Source:
* * * * *

You kinda know things are getting either drunk, stoned, or weird when you look at the Issues page of his website. (You know the drill, click the little one to see the big one.)
Ole Wes is a conspiracy theorist. He claims that President Obama is giving away some oil-goldmine islands in Alaska to the Russians. The commies. Well, that’s not true but Wes ain’t one to let the facts get in the way of a good story.
He’s endorsed by Ron Paul. Do you want me to keep going?
Well, I’m gonna do it anyway.
He’s a blogger.
In February, Riddle, who asserts that states have the authority to nullify federal laws they consider to be unconstitutional, posted an item on Horse Sense warning that Americans’ freedoms were being snuffed out in the name of well-meaning reforms like child labor laws, and no one was willing to do anything about it. “I JUST WISH THE GOVERNMENT WOULD LEAVE US ALONE,” he wrote, bursting into all-caps. But he feared Americans had grown too complacent. “[I]s another Robert E. Lee or Jeff Davis left anywhere in this unified, chained and tethered house of ours—locked down from the inside out?,” he wondered. “Is there a governor with backbone anywhere in the country to point out and even put an end to…(shall I name it? Are you willing to recognize it?). Tyranny.”

* * * * *

Given records:

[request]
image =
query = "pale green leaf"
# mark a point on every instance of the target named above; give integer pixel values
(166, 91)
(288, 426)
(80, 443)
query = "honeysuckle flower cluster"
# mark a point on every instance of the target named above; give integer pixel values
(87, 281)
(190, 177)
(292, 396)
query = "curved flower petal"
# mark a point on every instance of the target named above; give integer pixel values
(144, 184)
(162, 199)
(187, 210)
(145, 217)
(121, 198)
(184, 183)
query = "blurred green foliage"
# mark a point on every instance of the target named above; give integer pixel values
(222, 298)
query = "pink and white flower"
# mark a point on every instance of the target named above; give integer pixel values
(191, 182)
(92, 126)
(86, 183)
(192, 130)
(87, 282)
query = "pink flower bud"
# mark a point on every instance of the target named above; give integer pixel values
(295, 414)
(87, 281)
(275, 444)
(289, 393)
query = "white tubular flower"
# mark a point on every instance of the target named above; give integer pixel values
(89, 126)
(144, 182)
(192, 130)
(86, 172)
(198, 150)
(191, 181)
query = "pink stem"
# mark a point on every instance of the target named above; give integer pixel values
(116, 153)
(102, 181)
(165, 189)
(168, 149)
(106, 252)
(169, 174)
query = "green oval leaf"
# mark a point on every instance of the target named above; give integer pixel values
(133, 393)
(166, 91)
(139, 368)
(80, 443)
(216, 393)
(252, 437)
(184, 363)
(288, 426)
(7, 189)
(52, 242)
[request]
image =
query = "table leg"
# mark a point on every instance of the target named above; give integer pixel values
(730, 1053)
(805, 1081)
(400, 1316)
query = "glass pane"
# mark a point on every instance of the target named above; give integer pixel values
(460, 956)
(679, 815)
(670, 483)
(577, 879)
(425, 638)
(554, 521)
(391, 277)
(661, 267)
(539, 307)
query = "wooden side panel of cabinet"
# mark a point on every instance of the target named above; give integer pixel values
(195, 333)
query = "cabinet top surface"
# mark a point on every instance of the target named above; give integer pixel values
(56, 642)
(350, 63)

* * * * *

What you will do:
a. Reproduce the Wes Riddle passage, everything from "Ole Wes is a" down to "He’s a blogger.".
b. Pick up the Wes Riddle passage after its final sentence and carry it forward.

Task results:
a.
Ole Wes is a conspiracy theorist. He claims that President Obama is giving away some oil-goldmine islands in Alaska to the Russians. The commies. Well, that’s not true but Wes ain’t one to let the facts get in the way of a good story.
He’s endorsed by Ron Paul. Do you want me to keep going?
Well, I’m gonna do it anyway.
He’s a blogger.

b.
Yeah, right, child labor laws are what’s wrong with this country.
And, of course, he recognizes the superiority of the white man. He writes, “”Western civilization has produced the height of all civilizations in certain respects, to include literature.” Yes, and we also invented the best possible literature and thought – bathroom wall limericks. Yea, us!
And slavery ended well, didn’t it?
“Slavery in America was clearly harmful and wrong to the people who lived under it, but it proved to be the unintended transmission belt that brought Africans into the orbit of Western freedom,” he wrote. “Are the descendants of slaves really worse off? Would Jesse Jackson be better off living in Uganda? Would we? (Don’t answer that).”
Best I can figure, he’s no relation to Crazy Debbie Riddle in the Texas State Lege, but it is entirely possible that he could be because apparently the Riddle family tree doesn’t fork.
Thanks to about a dozen people for the heads-up and the question, “Do y’all grow them crazy in Texas?“ Now you know the answer.
Okay, for starters, Uganda ws not a source for the slave trade in America. Most Wesern hemisphere slaves came from Cape Verde. the Gold Coast (Benin, Biafra) and the Congo basin. Eastern Africa slavery – mostly from Mozambique and Madagascar – was the province of Arab slavers for the Asian trade.
But just to be fair, I checked with the Ugandans, and offered them a straight-up trade of Wes Riddle – or any other Rethuglican of their choice – for their 24-years-in-office corrupt President Yoweri Museveni, who recently won a rigged election with 68% of the vote.
They told me something in Swahili suggesting self-propagation that was most definitely NOT “Hakuna matata.”
And they weren’t smiling when they said it.
1“…but it (slavery) proved to be the unintended transmission belt that brought Africans into the orbit of Western freedom”
WHAT!? sure took a damn long time (a century, in fact) for that “transmission belt” to start working.
Just what Texas needs in Congress…another embarassment.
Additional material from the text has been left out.